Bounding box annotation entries
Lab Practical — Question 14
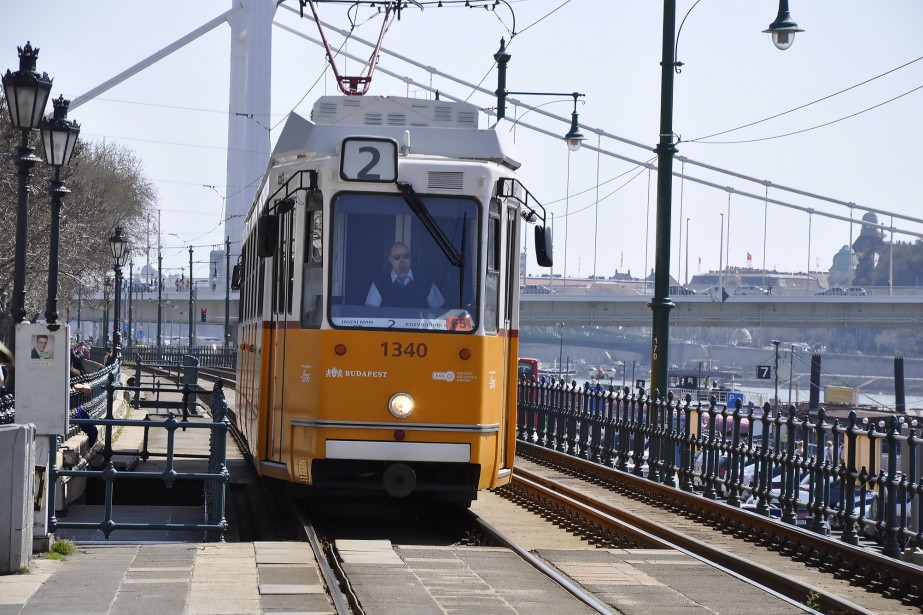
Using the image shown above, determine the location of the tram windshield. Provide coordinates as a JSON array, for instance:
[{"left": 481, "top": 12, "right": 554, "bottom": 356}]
[{"left": 330, "top": 193, "right": 479, "bottom": 332}]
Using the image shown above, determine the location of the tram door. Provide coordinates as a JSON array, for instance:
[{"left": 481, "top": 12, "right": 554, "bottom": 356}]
[
  {"left": 498, "top": 207, "right": 519, "bottom": 468},
  {"left": 264, "top": 210, "right": 295, "bottom": 463}
]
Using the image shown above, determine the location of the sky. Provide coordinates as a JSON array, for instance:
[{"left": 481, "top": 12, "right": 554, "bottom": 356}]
[{"left": 0, "top": 0, "right": 923, "bottom": 282}]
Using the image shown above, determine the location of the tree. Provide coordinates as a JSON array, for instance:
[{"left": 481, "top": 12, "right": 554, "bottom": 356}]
[{"left": 0, "top": 95, "right": 157, "bottom": 342}]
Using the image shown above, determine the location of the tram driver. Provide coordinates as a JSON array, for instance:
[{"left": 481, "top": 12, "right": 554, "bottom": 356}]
[{"left": 365, "top": 241, "right": 445, "bottom": 310}]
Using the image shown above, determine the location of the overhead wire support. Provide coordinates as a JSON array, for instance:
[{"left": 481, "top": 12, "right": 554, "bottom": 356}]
[{"left": 274, "top": 4, "right": 923, "bottom": 238}]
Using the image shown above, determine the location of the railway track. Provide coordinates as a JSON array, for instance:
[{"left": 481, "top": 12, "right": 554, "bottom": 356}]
[
  {"left": 144, "top": 369, "right": 923, "bottom": 613},
  {"left": 512, "top": 442, "right": 923, "bottom": 613}
]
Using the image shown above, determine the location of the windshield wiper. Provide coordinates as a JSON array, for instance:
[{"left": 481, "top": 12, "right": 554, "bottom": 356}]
[{"left": 397, "top": 182, "right": 465, "bottom": 268}]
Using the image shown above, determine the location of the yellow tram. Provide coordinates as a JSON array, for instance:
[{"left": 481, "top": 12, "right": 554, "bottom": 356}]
[{"left": 233, "top": 96, "right": 551, "bottom": 504}]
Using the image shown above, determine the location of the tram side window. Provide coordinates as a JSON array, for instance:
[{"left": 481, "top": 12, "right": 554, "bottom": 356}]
[
  {"left": 237, "top": 241, "right": 248, "bottom": 322},
  {"left": 484, "top": 200, "right": 501, "bottom": 333},
  {"left": 301, "top": 199, "right": 324, "bottom": 328}
]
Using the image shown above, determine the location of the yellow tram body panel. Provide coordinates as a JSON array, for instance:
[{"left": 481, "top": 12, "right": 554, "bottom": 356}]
[{"left": 245, "top": 327, "right": 518, "bottom": 489}]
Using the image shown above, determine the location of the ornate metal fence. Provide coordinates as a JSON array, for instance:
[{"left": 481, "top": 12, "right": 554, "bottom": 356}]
[
  {"left": 48, "top": 374, "right": 230, "bottom": 540},
  {"left": 517, "top": 378, "right": 923, "bottom": 557}
]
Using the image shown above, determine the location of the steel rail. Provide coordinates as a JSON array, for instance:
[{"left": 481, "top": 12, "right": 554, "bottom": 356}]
[
  {"left": 298, "top": 512, "right": 365, "bottom": 615},
  {"left": 514, "top": 441, "right": 921, "bottom": 608},
  {"left": 469, "top": 511, "right": 614, "bottom": 615},
  {"left": 513, "top": 469, "right": 874, "bottom": 615}
]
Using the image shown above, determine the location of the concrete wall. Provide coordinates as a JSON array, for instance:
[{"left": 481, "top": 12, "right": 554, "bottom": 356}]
[{"left": 0, "top": 425, "right": 35, "bottom": 574}]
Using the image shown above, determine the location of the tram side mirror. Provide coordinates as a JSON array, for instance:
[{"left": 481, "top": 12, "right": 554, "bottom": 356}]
[
  {"left": 231, "top": 263, "right": 241, "bottom": 290},
  {"left": 535, "top": 226, "right": 553, "bottom": 267},
  {"left": 256, "top": 214, "right": 279, "bottom": 258}
]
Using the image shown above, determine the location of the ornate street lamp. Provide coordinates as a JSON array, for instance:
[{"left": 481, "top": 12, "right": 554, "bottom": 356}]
[
  {"left": 41, "top": 96, "right": 80, "bottom": 325},
  {"left": 494, "top": 38, "right": 586, "bottom": 152},
  {"left": 649, "top": 0, "right": 804, "bottom": 397},
  {"left": 3, "top": 42, "right": 51, "bottom": 342},
  {"left": 763, "top": 0, "right": 804, "bottom": 51},
  {"left": 109, "top": 226, "right": 128, "bottom": 360}
]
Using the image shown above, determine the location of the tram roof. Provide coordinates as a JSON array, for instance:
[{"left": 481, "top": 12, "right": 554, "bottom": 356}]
[{"left": 272, "top": 96, "right": 522, "bottom": 170}]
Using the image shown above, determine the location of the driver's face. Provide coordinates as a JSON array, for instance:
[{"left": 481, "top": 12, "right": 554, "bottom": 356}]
[{"left": 389, "top": 247, "right": 410, "bottom": 276}]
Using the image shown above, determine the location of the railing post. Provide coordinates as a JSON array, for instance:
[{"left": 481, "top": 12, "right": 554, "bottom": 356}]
[
  {"left": 131, "top": 354, "right": 141, "bottom": 408},
  {"left": 809, "top": 408, "right": 842, "bottom": 536},
  {"left": 727, "top": 398, "right": 742, "bottom": 507},
  {"left": 679, "top": 393, "right": 698, "bottom": 493},
  {"left": 779, "top": 405, "right": 799, "bottom": 525},
  {"left": 647, "top": 389, "right": 664, "bottom": 483},
  {"left": 839, "top": 410, "right": 865, "bottom": 545},
  {"left": 600, "top": 384, "right": 618, "bottom": 466},
  {"left": 750, "top": 402, "right": 774, "bottom": 517},
  {"left": 47, "top": 435, "right": 58, "bottom": 534},
  {"left": 879, "top": 416, "right": 901, "bottom": 557},
  {"left": 702, "top": 395, "right": 718, "bottom": 500},
  {"left": 631, "top": 389, "right": 650, "bottom": 476}
]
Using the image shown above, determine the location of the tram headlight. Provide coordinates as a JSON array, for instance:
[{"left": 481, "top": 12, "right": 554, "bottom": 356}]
[{"left": 388, "top": 393, "right": 413, "bottom": 419}]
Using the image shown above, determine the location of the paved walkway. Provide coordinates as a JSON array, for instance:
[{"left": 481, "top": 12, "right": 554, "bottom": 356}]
[{"left": 0, "top": 542, "right": 334, "bottom": 615}]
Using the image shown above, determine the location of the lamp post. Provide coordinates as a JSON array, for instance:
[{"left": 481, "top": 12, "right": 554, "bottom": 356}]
[
  {"left": 650, "top": 0, "right": 804, "bottom": 395},
  {"left": 102, "top": 276, "right": 109, "bottom": 350},
  {"left": 41, "top": 96, "right": 80, "bottom": 326},
  {"left": 224, "top": 237, "right": 231, "bottom": 349},
  {"left": 189, "top": 246, "right": 195, "bottom": 352},
  {"left": 157, "top": 249, "right": 163, "bottom": 349},
  {"left": 109, "top": 226, "right": 128, "bottom": 360},
  {"left": 494, "top": 38, "right": 580, "bottom": 285},
  {"left": 127, "top": 256, "right": 135, "bottom": 348},
  {"left": 3, "top": 42, "right": 51, "bottom": 343},
  {"left": 555, "top": 322, "right": 564, "bottom": 379}
]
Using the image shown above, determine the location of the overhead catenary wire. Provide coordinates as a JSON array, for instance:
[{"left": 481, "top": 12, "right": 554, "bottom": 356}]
[{"left": 273, "top": 5, "right": 923, "bottom": 238}]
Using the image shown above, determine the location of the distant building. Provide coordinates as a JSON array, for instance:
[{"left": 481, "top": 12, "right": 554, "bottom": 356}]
[{"left": 827, "top": 246, "right": 859, "bottom": 286}]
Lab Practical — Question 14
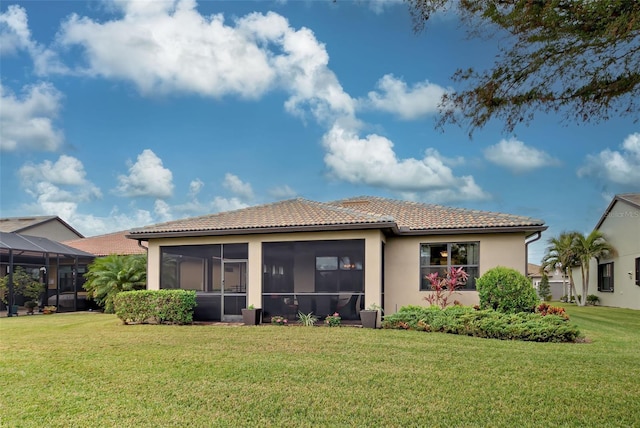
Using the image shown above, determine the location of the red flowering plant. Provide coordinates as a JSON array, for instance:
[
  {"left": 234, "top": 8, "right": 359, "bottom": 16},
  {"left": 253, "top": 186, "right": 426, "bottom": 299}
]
[{"left": 424, "top": 267, "right": 469, "bottom": 309}]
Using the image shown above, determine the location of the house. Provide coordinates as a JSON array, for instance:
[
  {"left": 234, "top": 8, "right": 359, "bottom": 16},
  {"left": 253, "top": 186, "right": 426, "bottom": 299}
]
[
  {"left": 0, "top": 216, "right": 84, "bottom": 242},
  {"left": 63, "top": 231, "right": 147, "bottom": 257},
  {"left": 0, "top": 232, "right": 94, "bottom": 311},
  {"left": 573, "top": 193, "right": 640, "bottom": 309},
  {"left": 128, "top": 197, "right": 547, "bottom": 321},
  {"left": 527, "top": 263, "right": 569, "bottom": 300}
]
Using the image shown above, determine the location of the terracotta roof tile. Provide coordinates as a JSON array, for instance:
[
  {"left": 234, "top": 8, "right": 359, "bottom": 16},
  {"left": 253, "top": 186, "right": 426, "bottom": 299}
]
[
  {"left": 331, "top": 196, "right": 544, "bottom": 230},
  {"left": 63, "top": 231, "right": 147, "bottom": 256},
  {"left": 129, "top": 197, "right": 544, "bottom": 237}
]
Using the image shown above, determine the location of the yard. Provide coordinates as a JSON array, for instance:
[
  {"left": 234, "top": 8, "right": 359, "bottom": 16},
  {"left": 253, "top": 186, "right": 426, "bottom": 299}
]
[{"left": 0, "top": 306, "right": 640, "bottom": 427}]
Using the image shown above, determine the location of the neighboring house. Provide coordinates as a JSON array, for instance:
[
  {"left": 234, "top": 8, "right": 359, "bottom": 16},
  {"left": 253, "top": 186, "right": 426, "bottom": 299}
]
[
  {"left": 63, "top": 231, "right": 147, "bottom": 257},
  {"left": 0, "top": 232, "right": 94, "bottom": 311},
  {"left": 0, "top": 216, "right": 84, "bottom": 242},
  {"left": 527, "top": 263, "right": 569, "bottom": 300},
  {"left": 128, "top": 197, "right": 547, "bottom": 320},
  {"left": 573, "top": 193, "right": 640, "bottom": 309}
]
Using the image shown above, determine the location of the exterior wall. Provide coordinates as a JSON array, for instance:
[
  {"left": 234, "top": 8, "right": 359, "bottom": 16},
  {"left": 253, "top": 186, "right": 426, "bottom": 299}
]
[
  {"left": 573, "top": 200, "right": 640, "bottom": 309},
  {"left": 147, "top": 230, "right": 384, "bottom": 307},
  {"left": 19, "top": 221, "right": 83, "bottom": 242},
  {"left": 384, "top": 233, "right": 526, "bottom": 314}
]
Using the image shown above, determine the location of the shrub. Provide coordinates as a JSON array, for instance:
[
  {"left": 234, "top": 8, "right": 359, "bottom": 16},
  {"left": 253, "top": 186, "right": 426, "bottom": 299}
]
[
  {"left": 298, "top": 311, "right": 318, "bottom": 327},
  {"left": 536, "top": 303, "right": 569, "bottom": 320},
  {"left": 324, "top": 312, "right": 342, "bottom": 327},
  {"left": 382, "top": 306, "right": 580, "bottom": 342},
  {"left": 113, "top": 290, "right": 196, "bottom": 324},
  {"left": 476, "top": 266, "right": 538, "bottom": 313}
]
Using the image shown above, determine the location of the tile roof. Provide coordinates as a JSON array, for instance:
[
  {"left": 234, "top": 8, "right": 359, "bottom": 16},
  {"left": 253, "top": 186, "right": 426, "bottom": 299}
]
[
  {"left": 128, "top": 197, "right": 546, "bottom": 238},
  {"left": 130, "top": 198, "right": 394, "bottom": 235},
  {"left": 0, "top": 215, "right": 82, "bottom": 236},
  {"left": 63, "top": 231, "right": 147, "bottom": 256},
  {"left": 331, "top": 196, "right": 544, "bottom": 231}
]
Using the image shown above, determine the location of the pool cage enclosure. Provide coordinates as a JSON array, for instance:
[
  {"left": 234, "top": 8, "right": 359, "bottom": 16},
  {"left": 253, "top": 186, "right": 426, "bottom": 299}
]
[{"left": 0, "top": 232, "right": 95, "bottom": 316}]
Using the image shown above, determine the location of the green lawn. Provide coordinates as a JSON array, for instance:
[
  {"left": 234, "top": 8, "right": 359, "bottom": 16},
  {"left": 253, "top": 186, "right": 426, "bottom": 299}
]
[{"left": 0, "top": 306, "right": 640, "bottom": 427}]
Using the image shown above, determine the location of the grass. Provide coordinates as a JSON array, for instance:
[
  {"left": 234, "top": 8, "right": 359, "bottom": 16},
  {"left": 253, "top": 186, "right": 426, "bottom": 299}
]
[{"left": 0, "top": 306, "right": 640, "bottom": 427}]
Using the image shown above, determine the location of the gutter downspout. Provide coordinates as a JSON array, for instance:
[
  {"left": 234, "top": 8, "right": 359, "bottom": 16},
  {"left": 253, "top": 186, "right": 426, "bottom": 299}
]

Short task:
Tally the lines in the rows above that contain the string "post", matching case exactly, and reply with only the number.

Solution to this exercise:
2